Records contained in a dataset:
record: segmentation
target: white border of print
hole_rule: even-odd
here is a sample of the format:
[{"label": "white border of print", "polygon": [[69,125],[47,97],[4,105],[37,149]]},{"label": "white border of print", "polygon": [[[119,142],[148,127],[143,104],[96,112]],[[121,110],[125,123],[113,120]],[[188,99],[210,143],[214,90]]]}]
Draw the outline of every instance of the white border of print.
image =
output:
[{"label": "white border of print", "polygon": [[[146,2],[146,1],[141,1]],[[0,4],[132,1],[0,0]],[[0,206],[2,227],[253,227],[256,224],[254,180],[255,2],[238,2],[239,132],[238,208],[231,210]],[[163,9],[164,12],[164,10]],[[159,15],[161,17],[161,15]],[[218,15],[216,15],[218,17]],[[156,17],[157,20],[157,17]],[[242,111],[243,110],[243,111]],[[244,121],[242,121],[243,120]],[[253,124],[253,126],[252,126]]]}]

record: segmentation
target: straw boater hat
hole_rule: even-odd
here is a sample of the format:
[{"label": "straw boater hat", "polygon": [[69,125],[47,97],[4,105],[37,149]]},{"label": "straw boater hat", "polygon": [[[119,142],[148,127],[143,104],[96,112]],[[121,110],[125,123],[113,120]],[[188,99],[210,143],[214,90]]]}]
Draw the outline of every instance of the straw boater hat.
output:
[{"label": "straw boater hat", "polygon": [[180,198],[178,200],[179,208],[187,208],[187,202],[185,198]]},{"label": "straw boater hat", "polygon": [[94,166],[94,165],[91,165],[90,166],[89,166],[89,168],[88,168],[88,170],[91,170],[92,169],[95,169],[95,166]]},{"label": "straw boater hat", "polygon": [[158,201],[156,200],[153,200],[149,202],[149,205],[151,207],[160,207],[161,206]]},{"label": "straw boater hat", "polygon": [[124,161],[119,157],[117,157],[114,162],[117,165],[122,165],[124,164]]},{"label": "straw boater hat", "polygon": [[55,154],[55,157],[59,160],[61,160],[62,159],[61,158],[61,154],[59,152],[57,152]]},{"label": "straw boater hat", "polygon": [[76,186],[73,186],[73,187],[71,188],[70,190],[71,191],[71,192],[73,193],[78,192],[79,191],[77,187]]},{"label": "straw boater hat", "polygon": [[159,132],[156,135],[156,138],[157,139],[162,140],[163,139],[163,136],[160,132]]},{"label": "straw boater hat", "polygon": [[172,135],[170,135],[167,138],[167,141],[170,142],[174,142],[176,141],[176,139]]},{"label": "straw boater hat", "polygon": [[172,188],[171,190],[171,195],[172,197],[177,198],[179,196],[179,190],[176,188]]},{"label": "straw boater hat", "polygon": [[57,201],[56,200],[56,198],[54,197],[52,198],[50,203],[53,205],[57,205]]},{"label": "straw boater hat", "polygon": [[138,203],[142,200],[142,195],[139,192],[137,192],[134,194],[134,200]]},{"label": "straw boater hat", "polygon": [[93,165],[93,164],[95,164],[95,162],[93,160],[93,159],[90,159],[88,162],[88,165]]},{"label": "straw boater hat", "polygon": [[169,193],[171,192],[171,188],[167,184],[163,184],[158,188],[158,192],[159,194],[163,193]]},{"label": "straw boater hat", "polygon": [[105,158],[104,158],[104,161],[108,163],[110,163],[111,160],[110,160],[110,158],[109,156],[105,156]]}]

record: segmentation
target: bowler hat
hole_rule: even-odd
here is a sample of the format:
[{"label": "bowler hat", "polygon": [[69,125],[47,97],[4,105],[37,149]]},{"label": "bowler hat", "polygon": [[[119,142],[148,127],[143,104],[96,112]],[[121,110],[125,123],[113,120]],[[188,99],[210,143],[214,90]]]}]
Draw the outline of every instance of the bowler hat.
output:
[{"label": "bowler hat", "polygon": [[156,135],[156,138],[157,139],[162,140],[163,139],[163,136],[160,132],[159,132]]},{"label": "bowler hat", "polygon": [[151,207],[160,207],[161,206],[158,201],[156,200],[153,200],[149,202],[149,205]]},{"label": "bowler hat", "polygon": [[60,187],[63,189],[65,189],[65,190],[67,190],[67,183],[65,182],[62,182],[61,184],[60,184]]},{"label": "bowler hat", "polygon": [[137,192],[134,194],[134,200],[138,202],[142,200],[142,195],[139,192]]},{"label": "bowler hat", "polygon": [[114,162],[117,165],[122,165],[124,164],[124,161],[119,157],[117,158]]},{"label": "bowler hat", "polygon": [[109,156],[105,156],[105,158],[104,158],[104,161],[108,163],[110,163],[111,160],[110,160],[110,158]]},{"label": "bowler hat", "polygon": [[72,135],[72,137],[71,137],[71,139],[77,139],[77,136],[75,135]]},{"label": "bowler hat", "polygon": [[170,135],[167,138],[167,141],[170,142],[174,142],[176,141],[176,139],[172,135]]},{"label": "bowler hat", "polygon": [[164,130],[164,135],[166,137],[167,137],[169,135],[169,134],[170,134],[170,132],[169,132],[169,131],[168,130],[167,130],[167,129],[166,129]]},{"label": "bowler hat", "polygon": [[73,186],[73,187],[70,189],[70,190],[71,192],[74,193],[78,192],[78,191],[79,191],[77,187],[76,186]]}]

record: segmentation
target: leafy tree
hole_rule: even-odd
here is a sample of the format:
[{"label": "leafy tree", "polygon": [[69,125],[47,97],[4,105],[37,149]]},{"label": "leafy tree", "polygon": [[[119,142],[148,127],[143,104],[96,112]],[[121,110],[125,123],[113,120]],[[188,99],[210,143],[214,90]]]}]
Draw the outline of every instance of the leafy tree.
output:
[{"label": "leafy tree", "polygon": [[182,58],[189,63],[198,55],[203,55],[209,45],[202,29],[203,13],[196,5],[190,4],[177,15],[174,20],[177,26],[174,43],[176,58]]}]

## Written exercise
Give an exact copy of all the data shown above.

## Solution for this task
record: segmentation
target: white border of print
hole_rule: even-odd
here is a sample of the format:
[{"label": "white border of print", "polygon": [[69,125],[47,97],[4,105],[37,149]]},{"label": "white border of print", "polygon": [[[119,142],[148,127],[143,104],[96,112]],[[121,110],[125,123],[113,120]],[[188,99],[210,143],[214,90]]]}]
Draw the outline of every instance of the white border of print.
image =
output:
[{"label": "white border of print", "polygon": [[[146,2],[146,1],[141,1]],[[0,4],[132,1],[0,0]],[[0,206],[2,227],[253,227],[256,224],[254,180],[255,2],[238,2],[239,132],[238,208],[231,210]],[[163,9],[164,12],[164,10]],[[159,15],[161,17],[161,15]],[[218,15],[216,15],[218,17]],[[156,17],[157,20],[157,17]],[[242,111],[243,110],[243,111]],[[244,121],[242,121],[243,120]],[[253,124],[253,126],[252,126]]]}]

record: segmentation
target: straw boater hat
hole_rule: even-odd
here is a sample of the format:
[{"label": "straw boater hat", "polygon": [[69,125],[47,97],[4,105],[37,149]]},{"label": "straw boater hat", "polygon": [[[119,142],[148,127],[143,104],[96,112]],[[121,110],[125,123],[113,120]],[[188,99],[210,143],[214,90]]]}]
Draw the outline of every instance of the straw boater hat.
output:
[{"label": "straw boater hat", "polygon": [[180,198],[178,200],[179,208],[187,208],[187,202],[185,198]]},{"label": "straw boater hat", "polygon": [[94,166],[94,165],[91,165],[90,166],[89,166],[89,168],[88,168],[88,170],[91,170],[92,169],[95,169],[95,166]]},{"label": "straw boater hat", "polygon": [[158,201],[156,200],[153,200],[149,202],[149,205],[151,207],[160,207],[161,206]]},{"label": "straw boater hat", "polygon": [[124,161],[119,157],[117,157],[114,162],[117,165],[122,165],[124,164]]},{"label": "straw boater hat", "polygon": [[55,154],[55,157],[59,160],[61,160],[62,159],[61,158],[61,154],[59,152],[57,152]]},{"label": "straw boater hat", "polygon": [[76,186],[73,186],[73,187],[71,188],[70,190],[71,191],[71,192],[73,193],[78,192],[79,191],[77,187]]},{"label": "straw boater hat", "polygon": [[159,132],[156,135],[156,138],[157,139],[162,140],[163,139],[163,136],[160,132]]},{"label": "straw boater hat", "polygon": [[172,135],[170,135],[167,138],[167,141],[170,142],[174,142],[176,141],[176,139]]},{"label": "straw boater hat", "polygon": [[172,188],[171,190],[171,195],[172,197],[177,198],[179,196],[179,190],[176,188]]},{"label": "straw boater hat", "polygon": [[57,201],[56,200],[56,198],[54,197],[52,198],[50,203],[53,205],[57,205]]},{"label": "straw boater hat", "polygon": [[138,203],[142,200],[142,195],[139,192],[137,192],[134,194],[134,200]]},{"label": "straw boater hat", "polygon": [[93,165],[93,164],[95,164],[95,162],[93,160],[93,159],[90,159],[88,162],[88,165]]},{"label": "straw boater hat", "polygon": [[169,193],[171,192],[171,188],[167,184],[163,184],[158,188],[158,192],[159,194],[163,193]]},{"label": "straw boater hat", "polygon": [[105,158],[104,158],[104,161],[108,163],[110,163],[111,160],[110,160],[110,158],[109,156],[105,156]]}]

record: segmentation
target: bowler hat
hole_rule: even-odd
here is a sample of the format:
[{"label": "bowler hat", "polygon": [[69,125],[47,97],[4,105],[37,149]]},{"label": "bowler hat", "polygon": [[[119,142],[148,127],[143,104],[96,112]],[[121,110],[125,123],[113,120]],[[188,99],[210,143],[214,90]]]}]
Draw the outline of every instance of the bowler hat.
output:
[{"label": "bowler hat", "polygon": [[156,135],[156,138],[157,139],[162,140],[163,139],[163,136],[160,132],[159,132]]},{"label": "bowler hat", "polygon": [[151,207],[160,207],[161,206],[158,201],[156,200],[153,200],[149,202],[149,205]]},{"label": "bowler hat", "polygon": [[60,187],[63,189],[65,189],[65,190],[67,190],[67,183],[65,182],[62,182],[61,184],[60,184]]},{"label": "bowler hat", "polygon": [[137,192],[134,194],[134,200],[138,202],[142,200],[142,195],[139,192]]},{"label": "bowler hat", "polygon": [[114,162],[117,165],[122,165],[124,164],[124,161],[119,157],[117,158]]},{"label": "bowler hat", "polygon": [[109,156],[105,156],[105,158],[104,158],[104,161],[108,163],[110,163],[111,160],[110,160],[110,158]]},{"label": "bowler hat", "polygon": [[72,135],[72,137],[71,137],[71,139],[77,139],[77,136],[75,135]]},{"label": "bowler hat", "polygon": [[170,135],[167,138],[167,141],[170,142],[174,142],[176,141],[176,139],[172,135]]},{"label": "bowler hat", "polygon": [[164,130],[164,135],[166,137],[167,137],[169,135],[169,134],[170,134],[170,132],[169,132],[169,131],[168,130],[167,130],[167,129],[166,129]]},{"label": "bowler hat", "polygon": [[73,186],[73,187],[70,189],[70,190],[71,192],[74,193],[78,192],[78,191],[79,191],[77,187],[76,186]]}]

record: segmentation
target: leafy tree
hole_rule: even-odd
here is a sample of the format:
[{"label": "leafy tree", "polygon": [[69,125],[47,97],[4,105],[37,149]]},{"label": "leafy tree", "polygon": [[[119,142],[148,127],[143,104],[96,112]],[[121,110],[125,123],[113,120]],[[188,99],[210,143],[214,90]]]}]
Draw the outline of every instance of the leafy tree.
output:
[{"label": "leafy tree", "polygon": [[182,58],[189,63],[198,55],[203,55],[209,45],[202,29],[203,13],[196,5],[190,4],[177,15],[174,20],[177,26],[174,43],[176,58]]}]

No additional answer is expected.